▶ _EXERCISES TO COMPLETE_
1/ According to the article on the two banyan trees, on what date did Xi Zhongxun plant a banyan at his residence in Shenzhen?
2/ Extend the article on the two banyan trees by writing what comes after its final sentence.

▶ _DOCUMENT SECTION_

--- Begin ---

Two banyans symbolize Xi’s efforts to follow his father’s example

BEIJING: The banyan tree is known for its astonishing vitality. No matter how barren the land, even among scattered rocks and broken cliffs, it can break through the soil and proudly reach for the sky.
On March 12, 2000, Xi Zhongxun, the father of Xi Jinping, planted a banyan at his residence in Shenzhen in south China’s Guangdong Province. “I also want to put down roots in Shenzhen,” he told his staff.
As one of the main pioneers and founders of Guangdong’s reform and opening up, Xi Zhongxun’s act expressed his wish to take root in the fertile ground of the initiative.
In December 1978, the Third Plenary Session of the 11th Central Committee of the Communist Party of China (CPC) made a historic decision to shift the focus of the Party and the country to economic development and to implement reform and opening up, thus initiating a new era of reform, opening up, and socialist modernization.

--- End ---

▶ _RAW RECORDS_
--- Begin ---

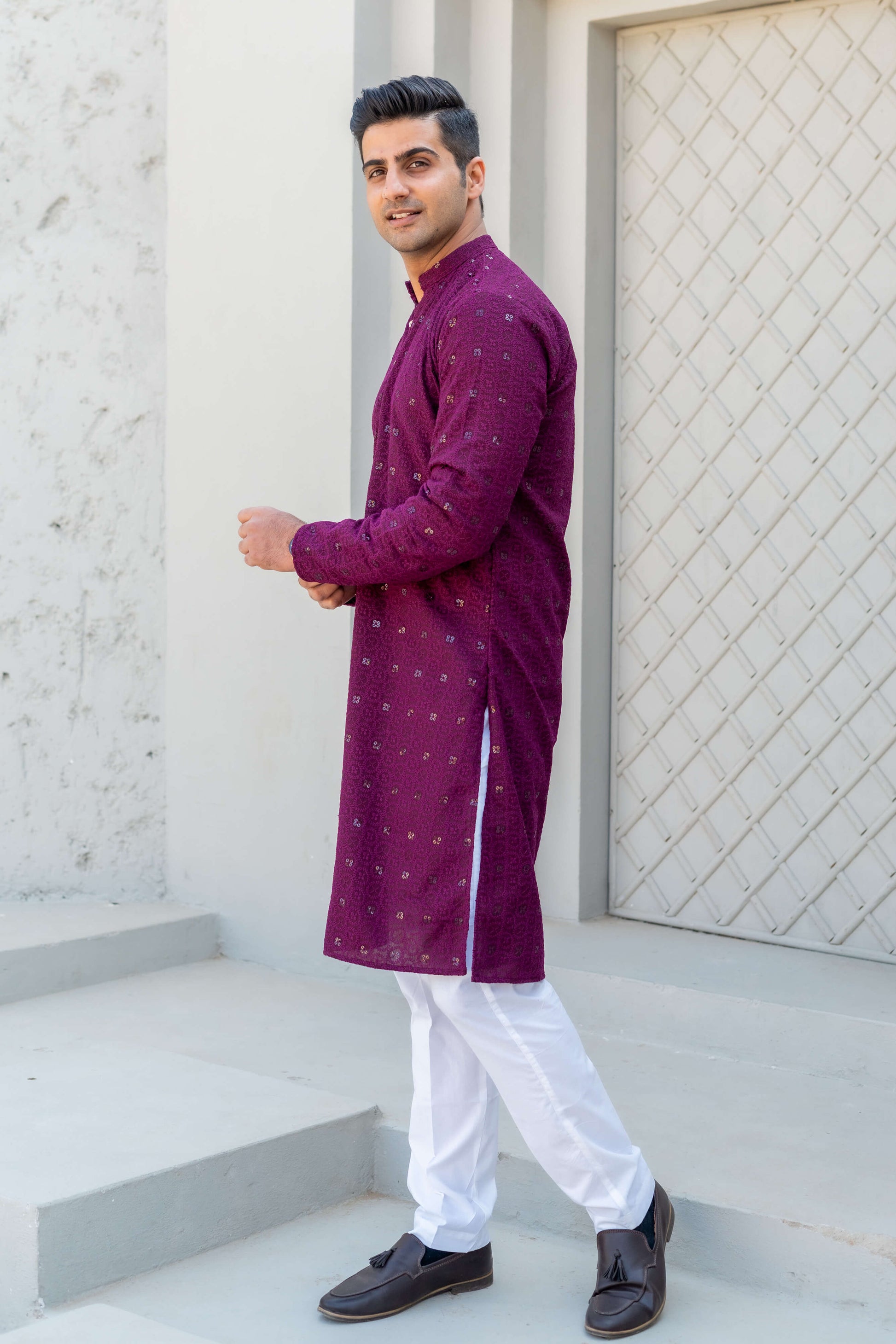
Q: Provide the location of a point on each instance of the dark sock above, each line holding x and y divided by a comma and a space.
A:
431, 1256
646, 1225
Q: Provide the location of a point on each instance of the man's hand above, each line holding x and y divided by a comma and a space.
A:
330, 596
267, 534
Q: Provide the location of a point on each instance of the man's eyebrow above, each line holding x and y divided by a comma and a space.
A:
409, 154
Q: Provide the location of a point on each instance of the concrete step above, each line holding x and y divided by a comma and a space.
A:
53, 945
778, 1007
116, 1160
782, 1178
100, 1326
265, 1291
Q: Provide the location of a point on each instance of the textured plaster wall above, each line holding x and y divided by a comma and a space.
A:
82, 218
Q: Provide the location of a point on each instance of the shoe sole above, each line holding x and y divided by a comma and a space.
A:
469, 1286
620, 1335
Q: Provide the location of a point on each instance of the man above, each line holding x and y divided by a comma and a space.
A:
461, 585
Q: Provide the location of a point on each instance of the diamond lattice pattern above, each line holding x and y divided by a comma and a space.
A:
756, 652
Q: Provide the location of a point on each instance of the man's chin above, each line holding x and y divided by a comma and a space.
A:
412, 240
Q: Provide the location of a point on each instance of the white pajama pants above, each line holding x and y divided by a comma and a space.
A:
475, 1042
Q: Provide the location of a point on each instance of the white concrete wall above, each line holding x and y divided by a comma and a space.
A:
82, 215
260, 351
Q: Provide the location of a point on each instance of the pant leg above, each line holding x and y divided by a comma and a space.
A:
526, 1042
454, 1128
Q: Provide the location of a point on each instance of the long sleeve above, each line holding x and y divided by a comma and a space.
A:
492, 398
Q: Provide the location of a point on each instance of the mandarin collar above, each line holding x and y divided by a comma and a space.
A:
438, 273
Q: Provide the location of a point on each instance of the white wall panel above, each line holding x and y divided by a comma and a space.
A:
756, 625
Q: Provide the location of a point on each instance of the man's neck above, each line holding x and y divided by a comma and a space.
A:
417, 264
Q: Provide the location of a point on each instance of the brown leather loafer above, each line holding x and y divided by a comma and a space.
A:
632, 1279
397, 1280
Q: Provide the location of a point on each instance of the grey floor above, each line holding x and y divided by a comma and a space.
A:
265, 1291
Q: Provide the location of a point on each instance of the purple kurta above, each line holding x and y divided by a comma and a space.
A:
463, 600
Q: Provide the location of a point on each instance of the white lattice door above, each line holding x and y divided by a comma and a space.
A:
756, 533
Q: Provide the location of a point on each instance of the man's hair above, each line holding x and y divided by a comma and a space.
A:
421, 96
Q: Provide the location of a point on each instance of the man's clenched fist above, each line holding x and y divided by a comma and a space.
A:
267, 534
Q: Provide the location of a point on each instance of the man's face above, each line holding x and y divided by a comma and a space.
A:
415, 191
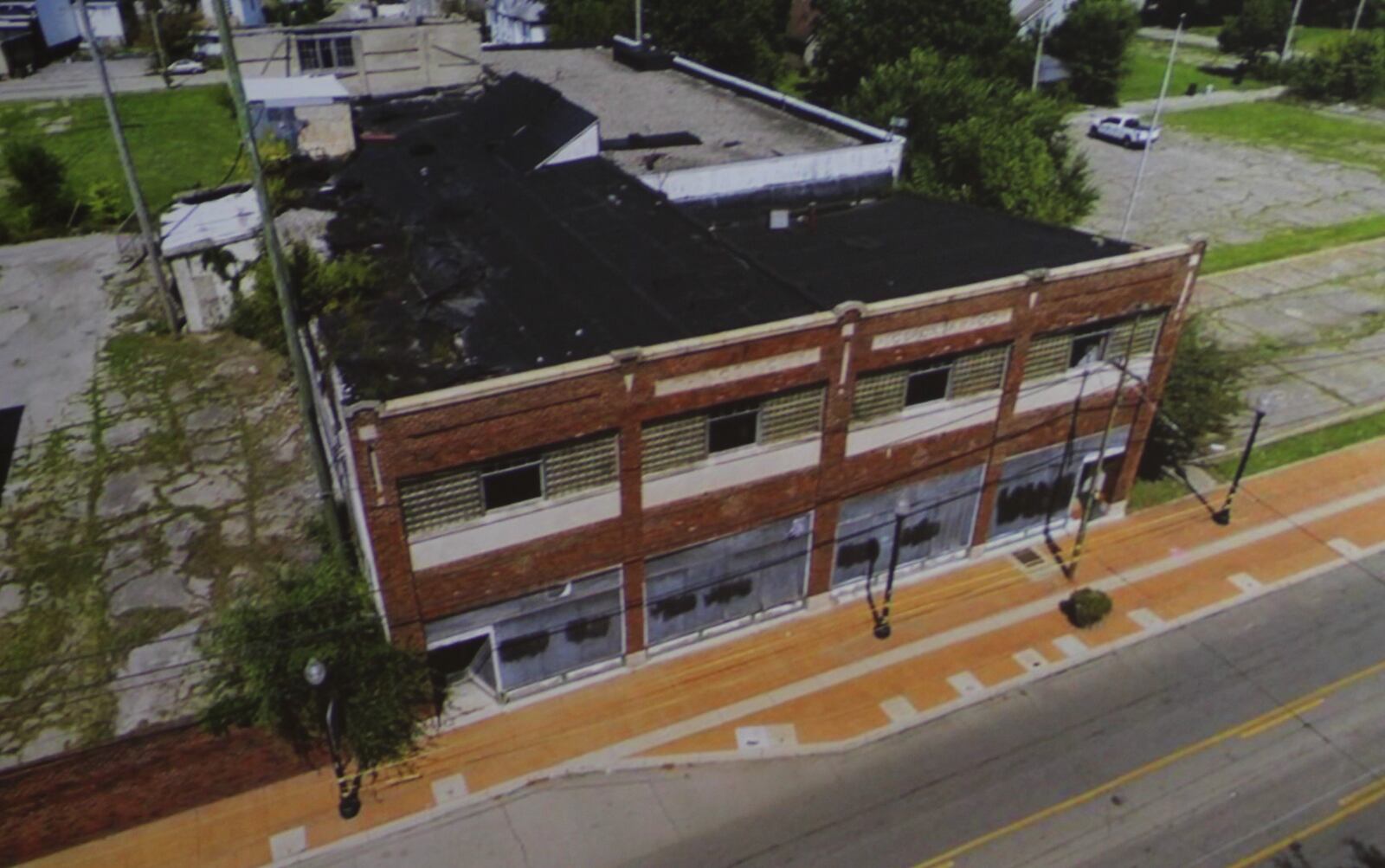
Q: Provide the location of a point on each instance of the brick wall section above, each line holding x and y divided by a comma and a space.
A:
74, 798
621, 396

--- End ---
--- Begin ---

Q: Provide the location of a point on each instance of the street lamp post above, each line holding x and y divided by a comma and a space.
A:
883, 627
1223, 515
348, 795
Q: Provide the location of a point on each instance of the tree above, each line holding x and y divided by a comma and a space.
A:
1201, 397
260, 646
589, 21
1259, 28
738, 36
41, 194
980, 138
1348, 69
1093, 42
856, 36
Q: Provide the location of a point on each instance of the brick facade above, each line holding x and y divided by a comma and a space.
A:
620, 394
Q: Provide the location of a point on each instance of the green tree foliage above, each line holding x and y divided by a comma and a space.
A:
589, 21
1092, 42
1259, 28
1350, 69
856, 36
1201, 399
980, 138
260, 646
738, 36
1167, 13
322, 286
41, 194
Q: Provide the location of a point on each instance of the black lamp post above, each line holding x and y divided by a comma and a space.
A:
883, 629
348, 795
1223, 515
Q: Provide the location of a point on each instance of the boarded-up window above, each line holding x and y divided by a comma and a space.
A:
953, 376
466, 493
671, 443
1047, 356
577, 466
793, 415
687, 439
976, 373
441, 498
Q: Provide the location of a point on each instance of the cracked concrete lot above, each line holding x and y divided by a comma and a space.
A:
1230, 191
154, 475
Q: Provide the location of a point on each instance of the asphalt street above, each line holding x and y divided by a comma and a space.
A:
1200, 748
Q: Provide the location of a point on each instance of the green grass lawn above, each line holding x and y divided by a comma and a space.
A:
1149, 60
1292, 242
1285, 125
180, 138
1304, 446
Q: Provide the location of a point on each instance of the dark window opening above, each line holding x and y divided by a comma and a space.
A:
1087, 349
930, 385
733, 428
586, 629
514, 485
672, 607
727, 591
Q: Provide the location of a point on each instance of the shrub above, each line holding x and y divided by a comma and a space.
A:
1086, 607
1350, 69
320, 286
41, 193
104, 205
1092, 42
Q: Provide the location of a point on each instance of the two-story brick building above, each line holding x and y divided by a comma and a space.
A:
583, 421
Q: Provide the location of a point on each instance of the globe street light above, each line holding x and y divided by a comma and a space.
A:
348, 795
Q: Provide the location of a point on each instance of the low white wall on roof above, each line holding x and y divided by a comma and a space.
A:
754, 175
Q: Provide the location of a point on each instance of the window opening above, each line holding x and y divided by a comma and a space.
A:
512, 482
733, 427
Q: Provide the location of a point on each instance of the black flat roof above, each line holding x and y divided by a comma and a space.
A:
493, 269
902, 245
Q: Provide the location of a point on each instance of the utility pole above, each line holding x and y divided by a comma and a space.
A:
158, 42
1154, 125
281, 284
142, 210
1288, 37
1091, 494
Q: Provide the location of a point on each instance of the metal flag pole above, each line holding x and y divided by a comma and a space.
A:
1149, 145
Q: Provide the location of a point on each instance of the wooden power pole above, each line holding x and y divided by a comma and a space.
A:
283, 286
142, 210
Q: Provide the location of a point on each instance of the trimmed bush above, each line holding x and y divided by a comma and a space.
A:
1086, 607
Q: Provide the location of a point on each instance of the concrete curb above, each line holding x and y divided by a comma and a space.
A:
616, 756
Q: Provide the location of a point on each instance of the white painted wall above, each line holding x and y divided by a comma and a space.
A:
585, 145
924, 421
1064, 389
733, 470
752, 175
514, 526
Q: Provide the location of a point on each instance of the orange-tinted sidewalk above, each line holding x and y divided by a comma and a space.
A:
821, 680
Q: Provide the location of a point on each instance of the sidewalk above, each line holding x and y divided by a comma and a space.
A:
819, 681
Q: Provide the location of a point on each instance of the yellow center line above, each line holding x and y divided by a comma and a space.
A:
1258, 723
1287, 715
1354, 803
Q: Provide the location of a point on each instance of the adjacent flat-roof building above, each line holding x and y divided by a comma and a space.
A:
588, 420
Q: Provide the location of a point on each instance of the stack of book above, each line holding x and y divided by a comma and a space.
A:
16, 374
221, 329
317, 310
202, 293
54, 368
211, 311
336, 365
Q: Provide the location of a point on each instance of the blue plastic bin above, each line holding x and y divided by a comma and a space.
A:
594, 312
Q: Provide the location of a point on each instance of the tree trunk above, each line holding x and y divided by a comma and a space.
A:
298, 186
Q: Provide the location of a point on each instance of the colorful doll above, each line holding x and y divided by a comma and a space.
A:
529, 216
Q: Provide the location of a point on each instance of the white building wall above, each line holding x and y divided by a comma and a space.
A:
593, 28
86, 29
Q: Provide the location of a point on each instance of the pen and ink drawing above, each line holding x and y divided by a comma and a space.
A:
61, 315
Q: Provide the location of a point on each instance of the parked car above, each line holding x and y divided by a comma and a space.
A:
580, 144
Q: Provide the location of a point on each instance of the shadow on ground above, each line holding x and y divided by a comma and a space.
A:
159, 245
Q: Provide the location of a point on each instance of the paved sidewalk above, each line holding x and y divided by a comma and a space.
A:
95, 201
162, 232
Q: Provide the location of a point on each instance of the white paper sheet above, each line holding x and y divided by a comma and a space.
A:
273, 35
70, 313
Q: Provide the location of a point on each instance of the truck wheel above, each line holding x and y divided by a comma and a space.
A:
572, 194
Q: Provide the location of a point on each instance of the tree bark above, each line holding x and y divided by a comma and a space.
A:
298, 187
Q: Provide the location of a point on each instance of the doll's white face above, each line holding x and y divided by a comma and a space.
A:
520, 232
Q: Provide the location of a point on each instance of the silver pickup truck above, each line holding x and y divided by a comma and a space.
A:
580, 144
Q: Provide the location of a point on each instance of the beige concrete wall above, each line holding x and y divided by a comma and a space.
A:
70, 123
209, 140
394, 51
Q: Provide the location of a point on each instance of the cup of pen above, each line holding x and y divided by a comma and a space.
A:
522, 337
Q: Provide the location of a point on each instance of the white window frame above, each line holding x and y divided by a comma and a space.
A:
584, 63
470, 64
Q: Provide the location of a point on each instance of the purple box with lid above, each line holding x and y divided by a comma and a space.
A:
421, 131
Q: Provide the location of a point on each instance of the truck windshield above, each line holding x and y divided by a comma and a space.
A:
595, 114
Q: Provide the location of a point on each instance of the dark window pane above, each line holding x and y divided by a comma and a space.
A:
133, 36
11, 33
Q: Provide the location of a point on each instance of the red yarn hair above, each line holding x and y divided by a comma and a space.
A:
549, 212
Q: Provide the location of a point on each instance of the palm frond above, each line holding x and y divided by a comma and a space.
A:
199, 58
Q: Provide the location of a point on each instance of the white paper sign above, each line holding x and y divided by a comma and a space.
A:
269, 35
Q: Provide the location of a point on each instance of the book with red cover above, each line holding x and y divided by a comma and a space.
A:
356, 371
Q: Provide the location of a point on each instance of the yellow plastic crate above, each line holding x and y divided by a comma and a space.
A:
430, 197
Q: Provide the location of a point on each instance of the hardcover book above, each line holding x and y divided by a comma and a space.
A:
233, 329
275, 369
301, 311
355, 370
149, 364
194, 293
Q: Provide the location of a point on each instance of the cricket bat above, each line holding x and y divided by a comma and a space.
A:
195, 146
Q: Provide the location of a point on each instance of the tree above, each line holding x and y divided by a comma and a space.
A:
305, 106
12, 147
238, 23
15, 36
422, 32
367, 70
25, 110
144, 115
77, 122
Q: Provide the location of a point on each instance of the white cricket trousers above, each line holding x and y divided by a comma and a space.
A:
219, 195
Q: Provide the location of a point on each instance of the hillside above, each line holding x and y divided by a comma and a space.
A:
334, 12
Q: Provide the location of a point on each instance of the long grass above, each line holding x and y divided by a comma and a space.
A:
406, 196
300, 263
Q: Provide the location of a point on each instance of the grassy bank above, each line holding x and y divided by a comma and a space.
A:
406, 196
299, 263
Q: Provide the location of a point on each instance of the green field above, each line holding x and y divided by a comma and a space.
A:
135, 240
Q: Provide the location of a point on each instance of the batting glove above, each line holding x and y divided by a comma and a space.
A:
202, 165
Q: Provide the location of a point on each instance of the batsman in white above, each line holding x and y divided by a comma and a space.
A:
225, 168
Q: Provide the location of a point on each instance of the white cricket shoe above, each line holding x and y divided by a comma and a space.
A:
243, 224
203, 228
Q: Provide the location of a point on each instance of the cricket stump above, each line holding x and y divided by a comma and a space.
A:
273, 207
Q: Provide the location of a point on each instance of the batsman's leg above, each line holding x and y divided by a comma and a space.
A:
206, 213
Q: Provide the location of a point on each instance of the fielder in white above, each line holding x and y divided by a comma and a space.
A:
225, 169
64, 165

--- End ---
--- Begin ---

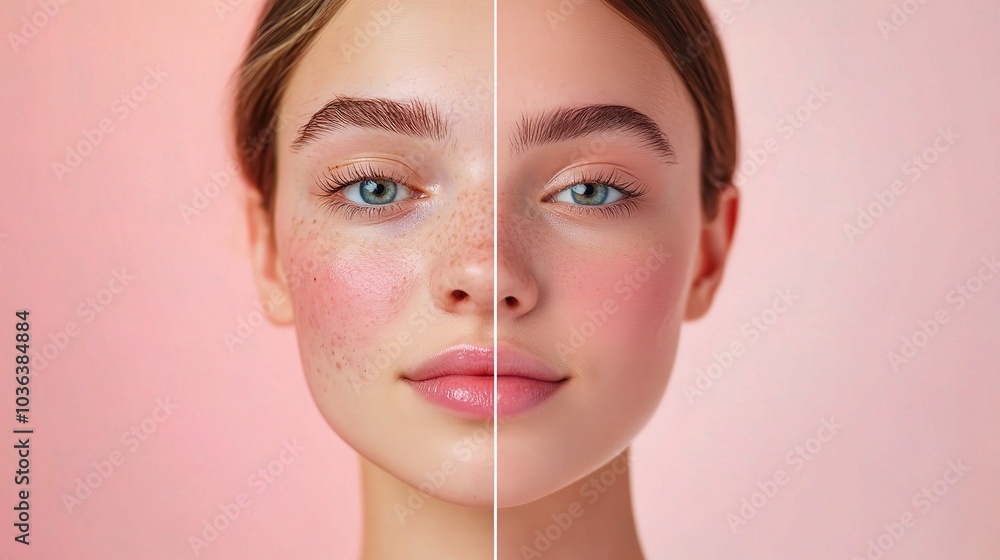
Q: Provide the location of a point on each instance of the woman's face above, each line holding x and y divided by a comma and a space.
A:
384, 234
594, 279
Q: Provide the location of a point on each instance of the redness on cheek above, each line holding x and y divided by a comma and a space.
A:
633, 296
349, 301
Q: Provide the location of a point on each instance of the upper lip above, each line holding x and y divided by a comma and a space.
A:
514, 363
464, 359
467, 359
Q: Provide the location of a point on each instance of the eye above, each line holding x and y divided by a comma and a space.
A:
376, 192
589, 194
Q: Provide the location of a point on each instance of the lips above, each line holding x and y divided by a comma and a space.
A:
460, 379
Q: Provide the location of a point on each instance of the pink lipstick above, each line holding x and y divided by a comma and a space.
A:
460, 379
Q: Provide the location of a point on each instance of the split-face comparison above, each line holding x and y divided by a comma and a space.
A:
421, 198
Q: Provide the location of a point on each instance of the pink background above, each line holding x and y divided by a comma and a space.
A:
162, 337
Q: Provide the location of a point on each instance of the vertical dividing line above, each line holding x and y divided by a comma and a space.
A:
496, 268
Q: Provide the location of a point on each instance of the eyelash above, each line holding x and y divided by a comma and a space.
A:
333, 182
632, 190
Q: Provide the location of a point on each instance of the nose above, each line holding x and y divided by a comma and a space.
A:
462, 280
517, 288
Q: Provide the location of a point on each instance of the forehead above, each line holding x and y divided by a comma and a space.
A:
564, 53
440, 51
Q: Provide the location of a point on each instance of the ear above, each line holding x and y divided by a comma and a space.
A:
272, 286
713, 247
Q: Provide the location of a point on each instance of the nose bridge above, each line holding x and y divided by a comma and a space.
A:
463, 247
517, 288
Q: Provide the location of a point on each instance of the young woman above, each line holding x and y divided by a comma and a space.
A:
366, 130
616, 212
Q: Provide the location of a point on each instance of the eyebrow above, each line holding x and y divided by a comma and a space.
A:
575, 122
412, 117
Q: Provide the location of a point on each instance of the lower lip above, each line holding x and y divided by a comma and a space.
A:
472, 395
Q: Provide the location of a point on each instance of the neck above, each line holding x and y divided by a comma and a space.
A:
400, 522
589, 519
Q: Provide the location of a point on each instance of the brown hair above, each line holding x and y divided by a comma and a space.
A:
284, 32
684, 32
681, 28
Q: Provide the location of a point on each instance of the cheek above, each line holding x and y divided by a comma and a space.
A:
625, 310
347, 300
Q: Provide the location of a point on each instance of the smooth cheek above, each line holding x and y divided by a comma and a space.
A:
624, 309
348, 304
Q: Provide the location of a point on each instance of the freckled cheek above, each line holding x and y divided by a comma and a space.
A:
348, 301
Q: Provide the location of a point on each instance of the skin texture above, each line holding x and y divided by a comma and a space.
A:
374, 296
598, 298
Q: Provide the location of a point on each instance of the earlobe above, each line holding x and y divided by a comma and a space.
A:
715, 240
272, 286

--- End ---

▶ _TASK-BY-TASK OUTPUTS_
1/ March 12, 2000

2/
A few months later, Xi Zhongxun, who at the time was the Party chief of Guangdong, proposed that the central government grant Guangdong more autonomy to take the lead in reform and opening up. “Guangdong is adjacent to Hong Kong and Macao, where many overseas Chinese live. We should fully utilize these favorable conditions to actively engage in foreign economic and technological exchanges,” he said.
This bold proposal was the result of Xi Zhongxun’s tireless investigations in the province.
In July 1978, Xi Zhongxun chose Luofang Village in Bao’an County as his first stop for a countryside field trip. The village was divided by a river, with one part in Guangdong and the other in Hong Kong, and he learned that villagers on the Guangdong side made about 134 yuan ($18 according to current exchange rates) on average each year, while the per capita annual income of those across the river was 13,000 Hong Kong dollars ($1,664 according to current exchange rates).
In Chung Ying Street, which straddles Hong Kong and present-day Shenzhen, he saw bustling crowds and busy traffic on the Hong Kong side, while the mainland side was overgrown with weeds and desolate. When he visited a lychee orchard and heard farmers lamenting that a kilogram of lychees sold for only eight cents, he became buried in thought.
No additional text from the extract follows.